= TASK BRIEF =
Can you write out, word for word, only the lines below that run from the one containing "of the calm" through the last line of the records, with both of those lines included?

[Entries from a pointing dataset]
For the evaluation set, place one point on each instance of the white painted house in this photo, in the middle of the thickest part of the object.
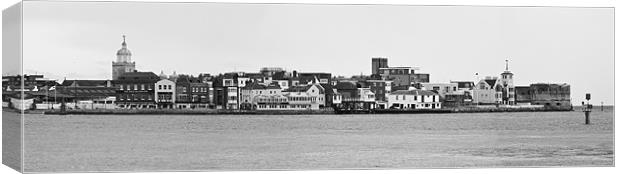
(414, 99)
(165, 93)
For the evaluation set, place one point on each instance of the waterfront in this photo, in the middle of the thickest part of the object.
(55, 143)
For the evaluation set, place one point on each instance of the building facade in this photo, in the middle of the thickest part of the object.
(136, 90)
(414, 99)
(123, 62)
(378, 62)
(165, 94)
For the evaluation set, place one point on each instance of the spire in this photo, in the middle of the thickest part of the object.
(124, 43)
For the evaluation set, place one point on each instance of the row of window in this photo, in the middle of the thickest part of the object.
(275, 106)
(135, 87)
(134, 97)
(415, 97)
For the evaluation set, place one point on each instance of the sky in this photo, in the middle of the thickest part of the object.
(79, 40)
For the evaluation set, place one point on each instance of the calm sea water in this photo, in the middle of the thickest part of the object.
(55, 143)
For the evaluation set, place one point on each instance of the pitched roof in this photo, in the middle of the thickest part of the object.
(414, 92)
(491, 82)
(138, 76)
(85, 82)
(254, 85)
(345, 85)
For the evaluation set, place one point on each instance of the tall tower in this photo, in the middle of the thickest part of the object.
(123, 61)
(378, 62)
(508, 95)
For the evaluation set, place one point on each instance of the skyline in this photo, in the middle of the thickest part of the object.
(246, 37)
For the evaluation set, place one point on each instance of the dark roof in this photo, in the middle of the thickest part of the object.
(304, 88)
(414, 92)
(85, 82)
(491, 82)
(328, 88)
(255, 85)
(138, 76)
(464, 84)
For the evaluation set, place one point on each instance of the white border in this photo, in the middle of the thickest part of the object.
(571, 3)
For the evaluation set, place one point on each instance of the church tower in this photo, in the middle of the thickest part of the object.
(508, 93)
(123, 61)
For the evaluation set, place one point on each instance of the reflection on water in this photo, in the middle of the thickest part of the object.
(257, 142)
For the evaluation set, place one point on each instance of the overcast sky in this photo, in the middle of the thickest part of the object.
(79, 40)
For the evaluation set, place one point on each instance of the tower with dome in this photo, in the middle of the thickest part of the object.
(123, 61)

= FINAL ANSWER =
For the evaluation set, place one point on each instance of the calm sea water in this photo, in the middle of the thickest part of the object.
(55, 143)
For the evaluation set, place one point on each instance of the pitched roof in this photo, in the middle of the thickest part of the object.
(414, 92)
(491, 82)
(138, 76)
(85, 82)
(254, 85)
(345, 85)
For the evaluation set, place one point on each instance of the tall tower in this photo, in the middle of the thickest part of the object.
(123, 61)
(378, 62)
(508, 95)
For the evaluation set, place one point on each instance of the skyline in this photo, in the middle of the thickest part of the object.
(246, 37)
For the evaluation set, place one point on each instance of the dark roof in this photo, in the middle of the thickest part of the object.
(304, 88)
(414, 92)
(85, 82)
(491, 82)
(328, 88)
(255, 85)
(138, 76)
(464, 84)
For the evaluation set, place one point on each instance of the white border in this photo, in the middle of the thickest part of the object.
(571, 3)
For the evaluation set, place one point on each instance of the church tower in this photo, in the middle of the thickest part of the object.
(508, 93)
(123, 61)
For the evaluation set, place one point on each instance of the reflection on water in this photo, in the middle of the thickest part of the object.
(257, 142)
For the evaluation set, place one point on each instance of the overcast sky in this photo, in the middle of the thickest part of the object.
(79, 40)
For the evaluation set, place one point on each instance of the tower with dome in this photo, in the middle of the thickest part of the object.
(123, 61)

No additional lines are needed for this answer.